DIRECTION:
The entries below should be quoted exactly, with no pictures carried over.

Image point annotation entries:
↓

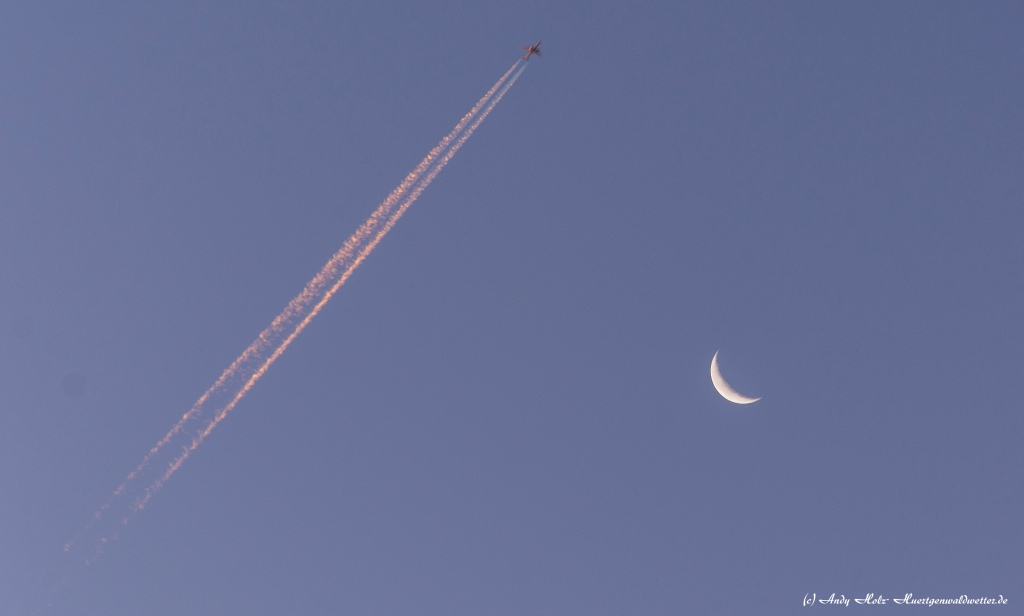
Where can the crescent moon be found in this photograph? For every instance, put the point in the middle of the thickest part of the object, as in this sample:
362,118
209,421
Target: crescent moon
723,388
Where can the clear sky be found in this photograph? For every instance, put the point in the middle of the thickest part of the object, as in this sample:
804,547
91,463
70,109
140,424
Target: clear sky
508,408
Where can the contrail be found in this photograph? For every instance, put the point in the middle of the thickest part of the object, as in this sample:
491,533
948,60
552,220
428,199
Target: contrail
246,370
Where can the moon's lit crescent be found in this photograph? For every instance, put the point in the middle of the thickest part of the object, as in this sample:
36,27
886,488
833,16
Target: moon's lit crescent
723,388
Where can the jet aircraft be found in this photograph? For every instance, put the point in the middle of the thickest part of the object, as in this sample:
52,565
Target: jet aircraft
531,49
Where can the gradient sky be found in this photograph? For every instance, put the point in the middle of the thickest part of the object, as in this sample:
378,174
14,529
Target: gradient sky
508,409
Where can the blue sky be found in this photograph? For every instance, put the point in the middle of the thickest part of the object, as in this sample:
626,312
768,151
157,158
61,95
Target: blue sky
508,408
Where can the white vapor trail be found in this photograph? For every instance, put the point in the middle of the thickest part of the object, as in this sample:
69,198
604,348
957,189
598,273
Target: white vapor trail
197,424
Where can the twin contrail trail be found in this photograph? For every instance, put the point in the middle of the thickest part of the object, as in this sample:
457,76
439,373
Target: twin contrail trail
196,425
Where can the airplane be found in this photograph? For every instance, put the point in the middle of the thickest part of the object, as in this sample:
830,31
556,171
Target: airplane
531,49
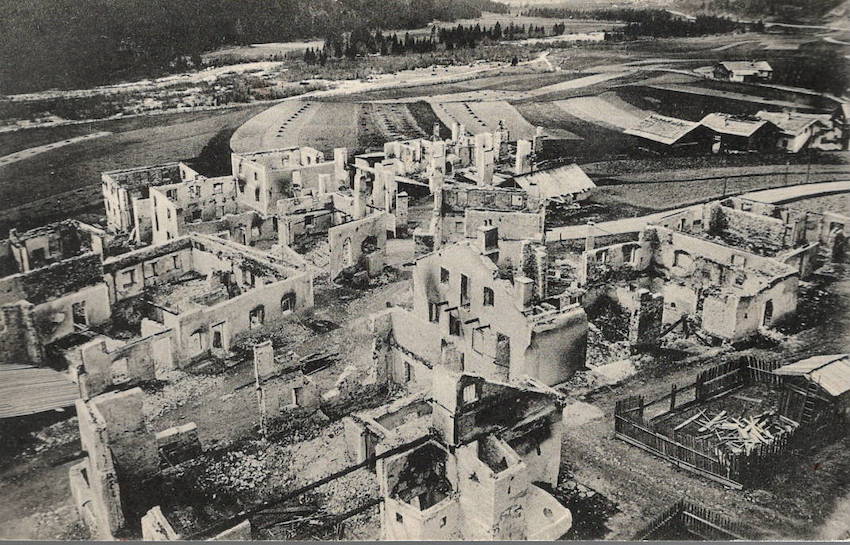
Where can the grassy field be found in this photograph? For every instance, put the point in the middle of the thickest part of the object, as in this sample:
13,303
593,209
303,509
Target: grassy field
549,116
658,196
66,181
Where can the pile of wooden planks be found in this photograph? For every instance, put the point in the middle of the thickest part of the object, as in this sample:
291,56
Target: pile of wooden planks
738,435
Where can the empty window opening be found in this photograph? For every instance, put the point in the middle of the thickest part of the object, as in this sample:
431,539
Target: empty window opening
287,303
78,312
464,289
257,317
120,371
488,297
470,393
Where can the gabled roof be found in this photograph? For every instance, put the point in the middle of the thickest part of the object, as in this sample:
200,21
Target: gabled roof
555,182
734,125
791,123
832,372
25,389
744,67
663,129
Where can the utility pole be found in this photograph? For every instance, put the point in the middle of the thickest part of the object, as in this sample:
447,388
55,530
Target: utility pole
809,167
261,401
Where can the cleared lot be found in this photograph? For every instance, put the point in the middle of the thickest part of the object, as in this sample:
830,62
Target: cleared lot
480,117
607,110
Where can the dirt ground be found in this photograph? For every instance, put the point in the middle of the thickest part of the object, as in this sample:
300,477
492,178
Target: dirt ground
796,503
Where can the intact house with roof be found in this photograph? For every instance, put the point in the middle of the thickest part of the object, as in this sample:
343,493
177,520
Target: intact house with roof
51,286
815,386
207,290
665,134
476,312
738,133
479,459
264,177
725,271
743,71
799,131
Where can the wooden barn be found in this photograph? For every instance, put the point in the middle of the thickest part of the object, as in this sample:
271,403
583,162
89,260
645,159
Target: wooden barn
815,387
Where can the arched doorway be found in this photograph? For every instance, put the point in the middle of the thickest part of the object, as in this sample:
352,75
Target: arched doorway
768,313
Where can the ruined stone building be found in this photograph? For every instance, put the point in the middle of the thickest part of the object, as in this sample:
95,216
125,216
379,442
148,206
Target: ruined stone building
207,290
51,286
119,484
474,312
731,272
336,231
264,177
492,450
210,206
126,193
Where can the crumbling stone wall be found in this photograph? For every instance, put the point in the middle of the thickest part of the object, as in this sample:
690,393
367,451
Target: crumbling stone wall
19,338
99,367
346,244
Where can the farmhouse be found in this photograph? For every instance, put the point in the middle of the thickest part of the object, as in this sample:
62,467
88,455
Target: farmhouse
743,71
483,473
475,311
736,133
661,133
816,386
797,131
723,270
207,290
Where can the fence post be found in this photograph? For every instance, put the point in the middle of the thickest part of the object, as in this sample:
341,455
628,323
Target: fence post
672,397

↑

COMPLETE OUTPUT:
Where can the crescent moon be found in this photograph? For every instance, put the point in the middle of the thickest part of the object, as in this sample:
362,118
209,421
Target: crescent moon
723,388
Where can the clear sky be found in this photograph? For every instance, put the point in the middle of the thickest part of the object, as in this sample:
804,547
91,463
70,109
140,424
Target: clear sky
508,408
Where can the contrail be found in this photograph? For every instance, put the point in the middle of the thickest part of the object, as in this sample:
491,533
948,60
552,220
428,199
Target: contrail
246,370
Where can the moon's lit crescent be found in this photograph? For every instance, put the point in the middle of the thickest part of the object, as in this sample:
36,27
886,488
833,16
Target: moon's lit crescent
723,388
Where can the jet aircraft be found in this photograph? For every instance, put the point in the middle of the thickest part of the object, as in this sample:
52,565
Target: jet aircraft
531,49
Where can the gradient sky be found in this photograph? For every instance, put the point in the middle of the thickest part of the object, as in this sample:
378,174
14,529
Target: gradient sky
508,409
Where can the blue sky be found in this photograph? For every instance, put the point in the middle of the thickest part of the object, as in this sample:
626,312
768,151
157,158
61,95
Target: blue sky
508,408
Where can the white vapor trail be found in this photograph? For every instance, put the point in the middle of the thickest part of the object, as in this sample:
69,198
604,348
957,189
598,273
Target: white vapor trail
197,424
Where can the twin contrail trail be found in this photograph? For every instance, put the point in the middle of the thickest part of the object, as in this sample:
457,76
439,373
Target: twin contrail trail
196,425
Where can the airplane be found in this photograph? For every instance, put the point in the middle of the thickest part of the object, as in this sample:
830,31
556,171
Target: airplane
531,49
Where can the grassy field be found in this photograph? For every instance, put the point in the middle of the thickest part of the object, as in this sample:
13,303
593,209
303,509
Target: grassy field
549,116
658,196
66,181
Where can the pile of wooden planks be found in this photograph? For every instance, put the point in the middle of the thickest part of the object, as in this sample:
291,56
Target: pile of wooden planks
738,435
Where can the empty window opening be found in this photograph? For every instance, put the point in the middle of the thickest part of the object, as in this sample:
431,539
Target: empty window opening
287,303
78,312
464,289
257,317
120,371
488,297
470,393
Where can the gabled roof be found in this photograph? For every instance, put the point in the middle of the thickest part of the object, as in this sample:
200,21
Target: gabled roof
555,182
734,125
791,123
832,372
25,389
744,67
663,129
Where can the utility pole be found in this photograph? For every instance, put the point in the middle of the thickest part of the object, as in this sample:
447,388
55,530
Target: utility pole
809,167
261,401
Where can the cleared lot be found in this photograph? For every instance, put the point in the middle of the thickest part of the object, as in this sample:
830,62
Target: cleared lot
480,117
607,110
Where can the dirt ground be found in this photograph? For every instance, put the point in the middle of the thickest part of the object, as in this sample:
300,477
492,178
Target: dirt ground
796,503
Where can the intact house with roof be found in this photograph? For every instance, put the point in the middle of the thickest part of the object, as in this sample:
343,493
177,520
Target: intact house with roof
51,286
815,386
207,290
665,134
476,312
738,133
479,459
264,177
725,271
743,71
799,131
Where can the wooden barn be found in this photograph? For every instance, put the point in the middle of the thickest part of the object, as in this sample:
271,403
583,162
89,260
645,159
Target: wooden barn
815,387
Where can the arched doorway be found in this photograph? For every instance, put the point in the middle of the thickest part of the object, as in this sample:
352,75
Target: arched doorway
768,313
Where can the ruined stone building be found in this photograph? For every instance, put the point in the middle of the thickest part of the object, as in this sample:
95,216
125,216
379,442
148,206
Target: ruined stone building
207,290
51,286
119,484
474,312
731,272
336,231
264,177
492,450
210,206
126,193
Where can the crumbling stone wall be found in this photograph? For every instance, put the point in the middle of the thickest part of the object, as in this sample:
690,393
367,451
Target: crumbling stone wall
19,338
99,367
346,244
Where can the farmhouse be found in this photograph? For every instance, put the point in the middle of the thickest part of the object, as in this sample:
62,467
88,455
Target: farmhouse
743,71
483,473
475,311
736,133
661,133
816,386
797,131
723,270
207,290
Where can the fence post be found in this photograph? For every instance, put the point in the middle of the thickest part of the object, as in this sample:
341,455
628,323
Target: fence post
672,397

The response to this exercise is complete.